#### [Your assignment]
In the article on emergency beacon inspections, which company made the emergency locator transmitters that regulators ordered inspected?

─── Exercise passage

Airlines are being told by regulators in the U.S., Canada, Japan and Europe to check most Boeing Co. and Airbus SAS jets for wiring faults in emergency beacons amid the probe into a July 12 fire on a 787 Dreamliner.
The U.S. Federal Aviation Administration joined the European Aviation Safety Agency and Japan’s transport ministry today in following Canadian regulators in mandating inspections on the Honeywell International Inc.-made emergency locator transmitters.
Boeing had requested last month that its customers look for a possible wiring fault on an emergency locator transmitter, which regulators signaled may have sparked the July fire on a parked 787 in London. The planemaker today also asked airlines to inspect wiring on a 787 engine fire-suppression system after a Japanese carrier discovered defects on three of the aircraft.
The Chicago-based aircraft manufacturer is “taking the active approach to solving the problem because they believe in the airplane, and the customers like the feedback they’re getting from their passengers” about the 787, said Howard Rubel, a Jefferies LLC analyst in New York.
The company is showing its commitment to the success of the 787, the first composite-plastic commercial jet, said Rubel, who rates Boeing shares buy. The Dreamliner has garnered 931 orders by offering lower fuel consumption and more passenger comfort.

──────
─── Provided information

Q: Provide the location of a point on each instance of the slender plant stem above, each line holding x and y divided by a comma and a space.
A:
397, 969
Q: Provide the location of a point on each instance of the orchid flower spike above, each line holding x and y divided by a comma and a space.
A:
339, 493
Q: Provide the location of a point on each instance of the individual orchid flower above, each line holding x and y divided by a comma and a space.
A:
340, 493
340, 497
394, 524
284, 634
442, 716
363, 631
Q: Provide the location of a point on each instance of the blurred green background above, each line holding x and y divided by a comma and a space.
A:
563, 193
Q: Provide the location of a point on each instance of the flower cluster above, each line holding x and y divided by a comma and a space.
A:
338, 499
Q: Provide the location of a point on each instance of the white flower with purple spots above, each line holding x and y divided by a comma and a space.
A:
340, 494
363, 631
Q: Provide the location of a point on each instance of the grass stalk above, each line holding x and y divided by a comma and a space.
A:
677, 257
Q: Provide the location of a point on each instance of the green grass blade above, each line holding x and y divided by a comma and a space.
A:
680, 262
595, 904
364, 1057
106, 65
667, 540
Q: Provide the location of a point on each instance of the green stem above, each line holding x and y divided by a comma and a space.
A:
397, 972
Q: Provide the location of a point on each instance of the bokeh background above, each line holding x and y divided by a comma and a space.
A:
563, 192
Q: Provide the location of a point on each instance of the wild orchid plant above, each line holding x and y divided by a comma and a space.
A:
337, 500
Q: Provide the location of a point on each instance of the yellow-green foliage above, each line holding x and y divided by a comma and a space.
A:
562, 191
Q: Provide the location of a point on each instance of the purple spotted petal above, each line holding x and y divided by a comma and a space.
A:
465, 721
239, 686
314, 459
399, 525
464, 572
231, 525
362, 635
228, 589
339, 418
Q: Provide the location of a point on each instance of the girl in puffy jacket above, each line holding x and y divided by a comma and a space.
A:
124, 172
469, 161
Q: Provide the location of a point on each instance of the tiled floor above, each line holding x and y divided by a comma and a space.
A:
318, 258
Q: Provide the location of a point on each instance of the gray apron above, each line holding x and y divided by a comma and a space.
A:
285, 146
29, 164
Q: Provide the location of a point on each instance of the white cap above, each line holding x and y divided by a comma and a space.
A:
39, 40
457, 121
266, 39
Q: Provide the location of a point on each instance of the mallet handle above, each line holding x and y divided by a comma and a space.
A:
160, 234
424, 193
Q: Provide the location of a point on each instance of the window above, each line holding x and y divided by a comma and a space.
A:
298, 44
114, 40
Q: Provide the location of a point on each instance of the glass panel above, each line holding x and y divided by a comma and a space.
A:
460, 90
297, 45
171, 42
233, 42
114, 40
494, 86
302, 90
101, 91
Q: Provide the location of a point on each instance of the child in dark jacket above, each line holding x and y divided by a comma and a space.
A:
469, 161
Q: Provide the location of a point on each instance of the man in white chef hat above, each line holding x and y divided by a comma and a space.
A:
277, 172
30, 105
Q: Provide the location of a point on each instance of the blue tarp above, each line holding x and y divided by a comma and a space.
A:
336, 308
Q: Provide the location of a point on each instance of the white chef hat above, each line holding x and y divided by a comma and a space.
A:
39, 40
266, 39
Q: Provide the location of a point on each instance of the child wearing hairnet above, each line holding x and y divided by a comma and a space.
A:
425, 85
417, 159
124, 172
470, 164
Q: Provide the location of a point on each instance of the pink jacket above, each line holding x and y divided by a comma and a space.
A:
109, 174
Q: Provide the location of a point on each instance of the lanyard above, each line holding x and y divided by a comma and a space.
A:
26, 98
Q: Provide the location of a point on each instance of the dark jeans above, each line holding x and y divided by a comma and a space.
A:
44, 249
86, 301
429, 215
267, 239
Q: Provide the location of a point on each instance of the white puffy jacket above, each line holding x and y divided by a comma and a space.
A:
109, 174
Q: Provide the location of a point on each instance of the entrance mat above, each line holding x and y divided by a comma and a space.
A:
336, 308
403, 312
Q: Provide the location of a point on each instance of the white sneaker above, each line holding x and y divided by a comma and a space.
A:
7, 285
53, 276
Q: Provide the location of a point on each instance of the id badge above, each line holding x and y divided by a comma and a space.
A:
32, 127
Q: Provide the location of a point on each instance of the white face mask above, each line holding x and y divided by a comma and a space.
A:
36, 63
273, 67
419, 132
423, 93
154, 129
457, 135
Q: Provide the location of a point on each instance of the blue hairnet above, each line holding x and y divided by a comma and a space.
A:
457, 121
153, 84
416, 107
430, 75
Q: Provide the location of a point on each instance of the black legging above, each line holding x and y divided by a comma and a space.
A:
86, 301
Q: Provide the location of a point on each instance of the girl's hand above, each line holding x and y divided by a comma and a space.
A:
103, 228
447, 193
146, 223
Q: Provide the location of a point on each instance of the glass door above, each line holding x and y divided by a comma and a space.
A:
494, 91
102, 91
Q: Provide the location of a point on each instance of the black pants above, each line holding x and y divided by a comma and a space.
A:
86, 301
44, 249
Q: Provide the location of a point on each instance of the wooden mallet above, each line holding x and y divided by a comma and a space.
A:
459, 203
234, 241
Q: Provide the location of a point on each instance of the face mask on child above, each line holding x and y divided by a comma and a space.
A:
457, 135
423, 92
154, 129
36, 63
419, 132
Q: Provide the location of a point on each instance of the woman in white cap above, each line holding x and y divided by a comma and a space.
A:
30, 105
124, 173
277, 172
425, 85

──────

#### [Response to the task]
Honeywell International Inc.